**TASK INSTRUCTIONS**
Present the listing below as a numbered list, leaving out any blank lines.

**THE DATA**
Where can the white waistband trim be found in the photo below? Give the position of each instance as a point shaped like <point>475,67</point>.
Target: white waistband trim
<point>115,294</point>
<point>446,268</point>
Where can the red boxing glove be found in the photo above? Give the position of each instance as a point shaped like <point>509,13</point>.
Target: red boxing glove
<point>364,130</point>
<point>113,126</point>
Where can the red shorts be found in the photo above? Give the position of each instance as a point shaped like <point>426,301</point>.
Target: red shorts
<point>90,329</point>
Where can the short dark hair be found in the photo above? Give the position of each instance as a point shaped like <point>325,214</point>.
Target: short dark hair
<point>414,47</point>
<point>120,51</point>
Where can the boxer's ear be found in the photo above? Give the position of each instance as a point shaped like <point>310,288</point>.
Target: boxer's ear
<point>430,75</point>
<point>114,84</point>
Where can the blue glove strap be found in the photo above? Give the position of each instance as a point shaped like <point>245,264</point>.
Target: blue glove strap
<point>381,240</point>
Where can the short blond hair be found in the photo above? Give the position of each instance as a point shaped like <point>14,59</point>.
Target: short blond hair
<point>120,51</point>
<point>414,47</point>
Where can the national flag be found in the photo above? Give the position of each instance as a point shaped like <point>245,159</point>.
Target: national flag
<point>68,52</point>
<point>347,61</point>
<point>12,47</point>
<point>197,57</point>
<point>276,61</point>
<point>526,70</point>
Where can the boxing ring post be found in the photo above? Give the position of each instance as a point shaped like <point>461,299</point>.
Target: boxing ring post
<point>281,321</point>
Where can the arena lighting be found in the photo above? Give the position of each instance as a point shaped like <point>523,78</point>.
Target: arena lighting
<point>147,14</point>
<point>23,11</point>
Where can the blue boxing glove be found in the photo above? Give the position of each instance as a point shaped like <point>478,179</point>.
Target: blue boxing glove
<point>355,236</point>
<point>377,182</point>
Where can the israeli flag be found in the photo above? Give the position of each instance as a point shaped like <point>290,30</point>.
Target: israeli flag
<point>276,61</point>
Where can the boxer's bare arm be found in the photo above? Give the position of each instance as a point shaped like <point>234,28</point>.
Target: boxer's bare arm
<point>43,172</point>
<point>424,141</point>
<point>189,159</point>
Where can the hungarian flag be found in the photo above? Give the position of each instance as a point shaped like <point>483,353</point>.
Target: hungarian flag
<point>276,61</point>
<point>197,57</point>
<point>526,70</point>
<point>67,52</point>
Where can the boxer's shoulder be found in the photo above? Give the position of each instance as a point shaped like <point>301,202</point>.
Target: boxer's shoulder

**REPLY TO THE EXERCISE**
1. Where can the white waistband trim be found in the photo below? Give the position of each instance as a point shaped like <point>475,67</point>.
2. Target: white waistband trim
3. <point>115,294</point>
4. <point>446,268</point>
5. Where can the red boxing glove be found in the photo above? Give the position of each instance as a point shaped like <point>509,13</point>.
6. Target: red boxing glove
7. <point>364,130</point>
8. <point>113,126</point>
9. Where can the red shorts be found in the photo above? Give the position of each instance as a point shaped like <point>426,301</point>.
10. Target: red shorts
11. <point>90,329</point>
12. Where can the short dark hair be found in the photo above? Give the position of each instance as a point shaped like <point>325,214</point>.
13. Target: short dark hair
14. <point>414,47</point>
15. <point>120,51</point>
16. Where can the boxer's ear be found in the photo above? Give the position of each instance as a point shaped like <point>310,288</point>.
17. Target: boxer's ear
18. <point>430,75</point>
19. <point>114,84</point>
20. Where can the blue glove strap be found in the photo above? Give the position of each instance as a point shaped like <point>245,264</point>.
21. Target: blue glove strap
22. <point>381,240</point>
23. Where can the short blond hair be found in the photo above? Give the position of each instance as a point shaped like <point>14,59</point>.
24. Target: short blond hair
25. <point>120,51</point>
26. <point>414,47</point>
27. Where can the national flag be found in the photo above? Give the position of each instance as a point shaped like <point>245,159</point>.
28. Target: national flag
29. <point>68,52</point>
30. <point>347,61</point>
31. <point>12,47</point>
32. <point>197,57</point>
33. <point>276,61</point>
34. <point>526,70</point>
35. Where can the boxing ring post be found in the photo above? Give the position of each instance as a point shaped like <point>461,299</point>.
36. Target: boxing ring post
37. <point>281,321</point>
38. Where can the arena lighting be found in the photo above? Give the position of each instance as a point shaped like <point>523,78</point>.
39. Target: arena lighting
40. <point>147,14</point>
41. <point>23,11</point>
42. Where can the blue boxing glove be found in the photo above? Give the position of each instance as a point shaped like <point>478,179</point>.
43. Target: blue boxing glove
44. <point>355,236</point>
45. <point>377,182</point>
46. Where can the israeli flag be found in the photo above? Give the position of each instance as a point shaped like <point>290,30</point>.
47. Target: israeli flag
48. <point>276,61</point>
49. Where can the boxer's bare arm be found in the photo above? Give the position of each instance as a point shaped like <point>234,28</point>.
50. Target: boxer's bare arm
51. <point>43,172</point>
52. <point>424,141</point>
53. <point>189,159</point>
54. Where can the hungarian flag be found in the photo above? Give the position of each instance as a point shaped like <point>483,353</point>.
55. Target: hungarian flag
56. <point>276,61</point>
57. <point>197,57</point>
58. <point>526,70</point>
59. <point>67,52</point>
60. Where can the boxer's shoulder be found in the photo above? Give the position of each instance as a point shaped like <point>301,202</point>.
61. Target: boxer's shoulder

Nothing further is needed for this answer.